▸ Exercise prompt
Reproduce, character for character, every line below from the one containing "# mark one dot per instance, written like column 241, row" through the one containing "column 127, row 299", including both of those lines.

▸ Data in this exercise
----------
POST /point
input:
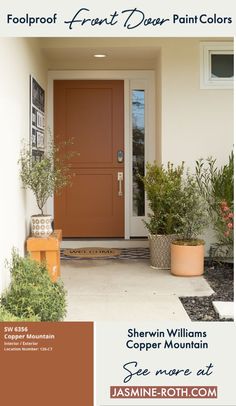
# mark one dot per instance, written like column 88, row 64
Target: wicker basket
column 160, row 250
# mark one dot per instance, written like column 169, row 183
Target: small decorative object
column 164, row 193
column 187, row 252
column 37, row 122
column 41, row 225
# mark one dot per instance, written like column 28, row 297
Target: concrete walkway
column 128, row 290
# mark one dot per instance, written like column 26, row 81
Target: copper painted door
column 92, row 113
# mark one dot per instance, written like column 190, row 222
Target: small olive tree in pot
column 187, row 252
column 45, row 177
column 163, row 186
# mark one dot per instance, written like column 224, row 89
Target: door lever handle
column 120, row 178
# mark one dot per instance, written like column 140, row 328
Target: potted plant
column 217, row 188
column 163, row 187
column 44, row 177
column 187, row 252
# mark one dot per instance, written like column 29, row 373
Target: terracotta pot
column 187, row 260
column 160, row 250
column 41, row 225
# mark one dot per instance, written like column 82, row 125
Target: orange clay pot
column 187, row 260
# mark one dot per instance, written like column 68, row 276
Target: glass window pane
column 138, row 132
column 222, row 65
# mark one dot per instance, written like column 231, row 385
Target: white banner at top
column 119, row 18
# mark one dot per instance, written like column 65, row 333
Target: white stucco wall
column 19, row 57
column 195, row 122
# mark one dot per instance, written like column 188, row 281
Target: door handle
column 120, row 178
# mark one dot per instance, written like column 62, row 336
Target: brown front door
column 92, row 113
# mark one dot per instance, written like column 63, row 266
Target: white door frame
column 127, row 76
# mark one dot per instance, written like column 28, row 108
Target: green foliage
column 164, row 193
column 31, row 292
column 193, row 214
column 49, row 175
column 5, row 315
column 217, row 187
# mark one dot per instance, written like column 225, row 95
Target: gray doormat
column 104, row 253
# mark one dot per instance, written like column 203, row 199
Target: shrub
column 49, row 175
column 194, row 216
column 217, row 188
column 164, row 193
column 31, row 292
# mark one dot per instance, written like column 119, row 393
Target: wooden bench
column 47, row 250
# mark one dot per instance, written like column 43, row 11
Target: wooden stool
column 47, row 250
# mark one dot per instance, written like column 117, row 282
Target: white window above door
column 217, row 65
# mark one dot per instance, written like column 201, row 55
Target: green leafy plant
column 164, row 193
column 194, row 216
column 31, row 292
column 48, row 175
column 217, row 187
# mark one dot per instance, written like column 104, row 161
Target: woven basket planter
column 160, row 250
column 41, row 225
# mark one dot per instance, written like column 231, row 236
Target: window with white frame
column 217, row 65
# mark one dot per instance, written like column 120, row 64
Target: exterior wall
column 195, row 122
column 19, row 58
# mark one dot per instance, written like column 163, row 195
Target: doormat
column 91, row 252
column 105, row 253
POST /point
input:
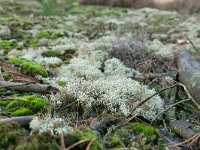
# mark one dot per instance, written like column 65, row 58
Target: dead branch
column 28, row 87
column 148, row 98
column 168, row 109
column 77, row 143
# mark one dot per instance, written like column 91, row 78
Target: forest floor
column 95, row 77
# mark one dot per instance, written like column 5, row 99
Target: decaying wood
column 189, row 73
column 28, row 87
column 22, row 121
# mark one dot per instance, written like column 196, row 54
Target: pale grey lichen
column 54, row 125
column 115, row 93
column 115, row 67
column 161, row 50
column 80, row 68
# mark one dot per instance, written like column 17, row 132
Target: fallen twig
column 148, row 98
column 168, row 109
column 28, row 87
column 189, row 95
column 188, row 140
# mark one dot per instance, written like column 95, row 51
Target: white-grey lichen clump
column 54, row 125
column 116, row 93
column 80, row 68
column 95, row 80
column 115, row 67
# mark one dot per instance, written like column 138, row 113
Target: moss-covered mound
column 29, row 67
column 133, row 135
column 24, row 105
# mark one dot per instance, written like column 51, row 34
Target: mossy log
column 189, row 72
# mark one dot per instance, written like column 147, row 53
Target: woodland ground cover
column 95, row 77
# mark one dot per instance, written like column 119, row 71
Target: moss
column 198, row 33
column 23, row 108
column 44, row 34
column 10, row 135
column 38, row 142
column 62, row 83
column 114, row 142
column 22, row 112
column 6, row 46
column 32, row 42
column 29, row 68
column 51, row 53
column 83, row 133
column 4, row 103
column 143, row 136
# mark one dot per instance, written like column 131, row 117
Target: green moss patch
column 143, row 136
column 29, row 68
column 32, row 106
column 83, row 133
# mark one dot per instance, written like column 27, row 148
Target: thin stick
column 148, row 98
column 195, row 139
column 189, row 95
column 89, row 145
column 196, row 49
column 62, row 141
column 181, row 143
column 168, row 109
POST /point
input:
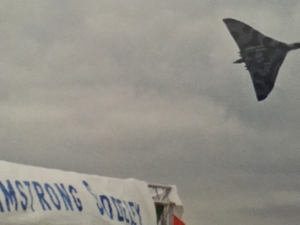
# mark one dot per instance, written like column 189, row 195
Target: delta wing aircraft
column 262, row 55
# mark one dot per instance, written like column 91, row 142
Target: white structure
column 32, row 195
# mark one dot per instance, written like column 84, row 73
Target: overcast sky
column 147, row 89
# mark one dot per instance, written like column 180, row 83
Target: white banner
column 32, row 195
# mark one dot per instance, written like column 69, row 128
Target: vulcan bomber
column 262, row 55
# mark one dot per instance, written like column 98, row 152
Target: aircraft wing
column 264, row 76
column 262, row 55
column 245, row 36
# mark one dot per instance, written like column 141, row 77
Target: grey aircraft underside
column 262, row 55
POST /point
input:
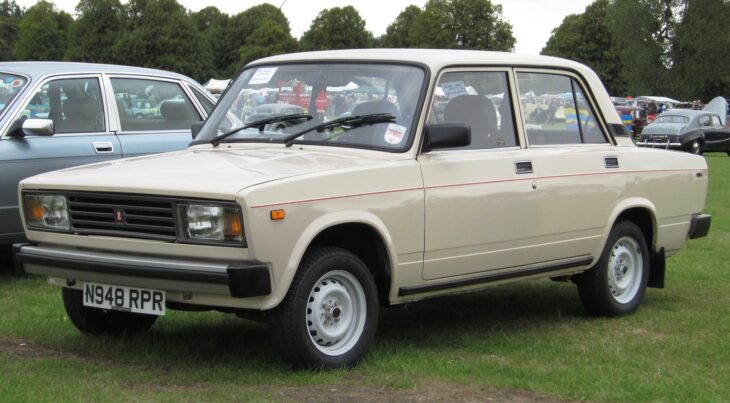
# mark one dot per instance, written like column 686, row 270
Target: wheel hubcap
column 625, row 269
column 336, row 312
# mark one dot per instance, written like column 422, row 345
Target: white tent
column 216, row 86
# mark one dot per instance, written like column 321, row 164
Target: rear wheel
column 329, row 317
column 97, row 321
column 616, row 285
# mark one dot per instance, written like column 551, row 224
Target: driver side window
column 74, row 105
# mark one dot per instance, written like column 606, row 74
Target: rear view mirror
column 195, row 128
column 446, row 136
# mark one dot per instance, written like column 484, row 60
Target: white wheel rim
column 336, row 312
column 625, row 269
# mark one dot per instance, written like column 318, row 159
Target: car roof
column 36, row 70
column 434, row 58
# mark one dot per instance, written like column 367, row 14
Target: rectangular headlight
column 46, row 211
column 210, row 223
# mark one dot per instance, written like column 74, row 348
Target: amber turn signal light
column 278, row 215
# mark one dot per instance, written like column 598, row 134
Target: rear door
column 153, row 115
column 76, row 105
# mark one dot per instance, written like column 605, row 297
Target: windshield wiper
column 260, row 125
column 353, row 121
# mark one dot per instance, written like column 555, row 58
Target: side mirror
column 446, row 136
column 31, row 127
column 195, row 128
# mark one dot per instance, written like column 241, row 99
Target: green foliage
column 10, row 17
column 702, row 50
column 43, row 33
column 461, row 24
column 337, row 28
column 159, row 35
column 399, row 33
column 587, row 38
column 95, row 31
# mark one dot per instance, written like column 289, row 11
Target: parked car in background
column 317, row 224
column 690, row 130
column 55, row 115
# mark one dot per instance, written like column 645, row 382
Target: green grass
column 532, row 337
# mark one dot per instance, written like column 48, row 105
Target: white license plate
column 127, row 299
----------
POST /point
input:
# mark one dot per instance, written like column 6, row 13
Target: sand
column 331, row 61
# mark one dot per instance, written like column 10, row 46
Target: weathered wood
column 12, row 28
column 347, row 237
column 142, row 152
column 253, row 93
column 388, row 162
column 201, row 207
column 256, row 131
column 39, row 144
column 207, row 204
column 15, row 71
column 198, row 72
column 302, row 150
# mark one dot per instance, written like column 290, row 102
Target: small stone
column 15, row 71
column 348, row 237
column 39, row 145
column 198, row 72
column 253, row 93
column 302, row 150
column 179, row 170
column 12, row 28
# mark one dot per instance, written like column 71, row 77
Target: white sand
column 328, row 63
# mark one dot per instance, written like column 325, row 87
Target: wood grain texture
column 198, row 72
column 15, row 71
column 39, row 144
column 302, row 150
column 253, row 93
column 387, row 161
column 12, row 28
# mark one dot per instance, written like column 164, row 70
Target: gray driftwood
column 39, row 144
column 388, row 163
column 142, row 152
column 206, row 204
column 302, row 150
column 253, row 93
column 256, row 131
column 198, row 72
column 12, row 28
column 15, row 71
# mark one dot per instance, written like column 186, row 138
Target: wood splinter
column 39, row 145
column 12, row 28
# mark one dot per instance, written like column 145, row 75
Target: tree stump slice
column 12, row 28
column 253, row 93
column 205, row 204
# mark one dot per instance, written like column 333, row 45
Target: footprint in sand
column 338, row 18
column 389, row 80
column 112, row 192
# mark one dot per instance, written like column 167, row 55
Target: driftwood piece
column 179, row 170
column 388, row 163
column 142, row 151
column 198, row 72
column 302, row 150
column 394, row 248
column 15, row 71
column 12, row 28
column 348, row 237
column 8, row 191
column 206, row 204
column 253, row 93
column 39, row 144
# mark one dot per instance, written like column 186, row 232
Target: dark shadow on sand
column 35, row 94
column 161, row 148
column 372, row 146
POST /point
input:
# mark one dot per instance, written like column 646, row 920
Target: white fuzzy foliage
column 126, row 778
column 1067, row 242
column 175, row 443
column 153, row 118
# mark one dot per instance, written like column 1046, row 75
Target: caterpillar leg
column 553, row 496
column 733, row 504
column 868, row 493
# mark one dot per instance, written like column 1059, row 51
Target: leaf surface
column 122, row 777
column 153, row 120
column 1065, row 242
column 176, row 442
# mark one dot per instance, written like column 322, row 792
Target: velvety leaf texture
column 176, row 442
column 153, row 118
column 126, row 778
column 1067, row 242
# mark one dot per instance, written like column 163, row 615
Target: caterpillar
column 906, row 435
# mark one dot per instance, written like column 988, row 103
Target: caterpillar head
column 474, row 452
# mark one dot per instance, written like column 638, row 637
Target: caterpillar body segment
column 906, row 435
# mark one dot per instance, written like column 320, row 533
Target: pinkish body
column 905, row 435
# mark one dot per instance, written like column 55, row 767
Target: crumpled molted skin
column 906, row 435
----------
▸ Answer to this problem
# mark one dot per instance, written like column 241, row 99
Target: green foliage
column 10, row 17
column 702, row 50
column 43, row 33
column 461, row 24
column 337, row 28
column 159, row 35
column 399, row 33
column 587, row 38
column 95, row 31
# mark one dot per instance, written like column 289, row 11
Target: parked car in background
column 317, row 224
column 690, row 130
column 55, row 115
# mark one dot per instance, written like column 645, row 382
Target: green grass
column 532, row 337
# mark one dot per instance, written like column 48, row 105
Target: white license plate
column 127, row 299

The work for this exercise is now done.